[GIVEN RECORDS — start]
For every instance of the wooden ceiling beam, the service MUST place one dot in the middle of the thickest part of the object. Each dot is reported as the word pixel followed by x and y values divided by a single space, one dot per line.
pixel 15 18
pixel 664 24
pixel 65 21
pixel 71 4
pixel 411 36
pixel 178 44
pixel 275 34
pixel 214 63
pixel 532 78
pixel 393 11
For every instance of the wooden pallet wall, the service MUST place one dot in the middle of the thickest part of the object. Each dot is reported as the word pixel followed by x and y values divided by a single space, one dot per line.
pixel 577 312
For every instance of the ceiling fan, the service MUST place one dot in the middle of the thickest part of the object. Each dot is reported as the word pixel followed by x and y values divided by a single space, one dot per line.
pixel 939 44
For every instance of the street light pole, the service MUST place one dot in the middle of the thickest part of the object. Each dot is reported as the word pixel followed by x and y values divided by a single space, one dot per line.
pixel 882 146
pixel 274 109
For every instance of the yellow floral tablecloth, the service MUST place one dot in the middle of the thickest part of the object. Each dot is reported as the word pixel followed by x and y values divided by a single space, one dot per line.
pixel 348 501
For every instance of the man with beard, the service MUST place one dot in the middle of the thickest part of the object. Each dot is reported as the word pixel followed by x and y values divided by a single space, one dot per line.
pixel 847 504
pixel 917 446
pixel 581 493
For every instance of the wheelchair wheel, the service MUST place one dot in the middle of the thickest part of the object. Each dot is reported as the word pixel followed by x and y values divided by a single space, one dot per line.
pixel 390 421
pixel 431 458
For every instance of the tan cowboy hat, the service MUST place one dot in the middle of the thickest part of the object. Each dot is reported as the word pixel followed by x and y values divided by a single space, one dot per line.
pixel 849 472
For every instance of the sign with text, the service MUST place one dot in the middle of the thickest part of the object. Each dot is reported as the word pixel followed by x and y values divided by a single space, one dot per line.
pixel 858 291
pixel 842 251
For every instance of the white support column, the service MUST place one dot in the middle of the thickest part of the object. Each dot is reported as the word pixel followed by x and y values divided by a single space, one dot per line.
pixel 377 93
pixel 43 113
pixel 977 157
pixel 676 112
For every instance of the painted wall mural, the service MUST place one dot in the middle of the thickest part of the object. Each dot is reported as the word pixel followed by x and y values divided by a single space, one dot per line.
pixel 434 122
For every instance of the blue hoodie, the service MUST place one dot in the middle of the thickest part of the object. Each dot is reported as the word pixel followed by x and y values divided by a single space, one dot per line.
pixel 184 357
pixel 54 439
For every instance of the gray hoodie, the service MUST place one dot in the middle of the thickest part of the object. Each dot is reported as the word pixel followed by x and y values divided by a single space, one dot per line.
[GIVEN RECORDS — finish]
TASK DESCRIPTION:
Send back the complete set of entries, exactly as shown above.

YOUR SOLUTION:
For every instance of the wooden ceiling beam, the service MUST place one dot in the middle of the thickest part of the object. Each dot is reported as the word pixel followed by x and y values divided by a single space, one dot per line.
pixel 15 18
pixel 664 24
pixel 65 21
pixel 71 4
pixel 411 36
pixel 178 44
pixel 275 34
pixel 214 63
pixel 532 78
pixel 393 11
For every instance of the wooden pallet wall, the service MUST place one dot in the middle of the thickest part of the object. Each dot is reported as the word pixel followed by x and y values divided by a single space, one dot per line.
pixel 577 312
For every instance of the ceiling fan, the service MUST place one dot in the middle of the thickest part of the object. Each dot is reported as the word pixel followed by x and y values divided by a single space, one dot per line.
pixel 939 44
For every instance of the street light pole, the service MUST place one dot in the middle of the thickest part of the object. Each dot is reported as the word pixel followed by x and y values divided by a single space, one dot per line.
pixel 882 146
pixel 274 109
For every instance of the yellow floral tablecloth, the service MUST place one dot in the middle of the thickest part of the object. Each dot is reported as the word pixel followed by x and y values divided by a single space, one dot per line.
pixel 348 501
For every instance of the man with beard, the service MUST place one dot in the middle of the thickest part of the object. Each dot is reported as the word pixel followed by x and y values divided by a single space, one dot per line.
pixel 847 504
pixel 917 446
pixel 581 493
For every instance of the wheelchair wheel, the service MUST place one dot in the middle of the thickest part of the object. Each dot is reported as the word pixel followed by x and y values divided by a single space, one dot per line.
pixel 390 421
pixel 431 458
For every instance of the tan cowboy hat, the service MUST place one dot in the middle of the thickest part of the object. Each dot is reported as the word pixel followed by x and y values divided by a single space, one dot per line.
pixel 849 472
For every instance of the sign with text, the service MUST place one dot in the middle of the thickest part of the object. Each dot is reported as the word pixel followed by x and y values divided by a single space, one dot per line.
pixel 858 291
pixel 842 251
For every instance of the white support column, the service MUST place one dot in the middle of the thickest part of the object. Each dot is reported as the word pixel followed by x and y values divided by a single space, one dot per line.
pixel 377 93
pixel 43 113
pixel 977 157
pixel 676 112
For every instance of the painted wall mural, the service MUST place one dot in the middle of the thickest part of the object. Each dot is reported as the word pixel followed by x and y values divided by a single space, one dot per line.
pixel 434 122
For every instance of the blue hoodie, the service MUST place one dot in the middle of the thickest part of the object. Each dot is reported as the word pixel followed by x and y values divided by a single space, one dot per line.
pixel 184 357
pixel 54 439
For every instance of the gray hoodie, the service MUST place one dot in the middle of the thickest part of the object. Each dot is reported as the word pixel followed by x and y values divided by a single space, one dot per line.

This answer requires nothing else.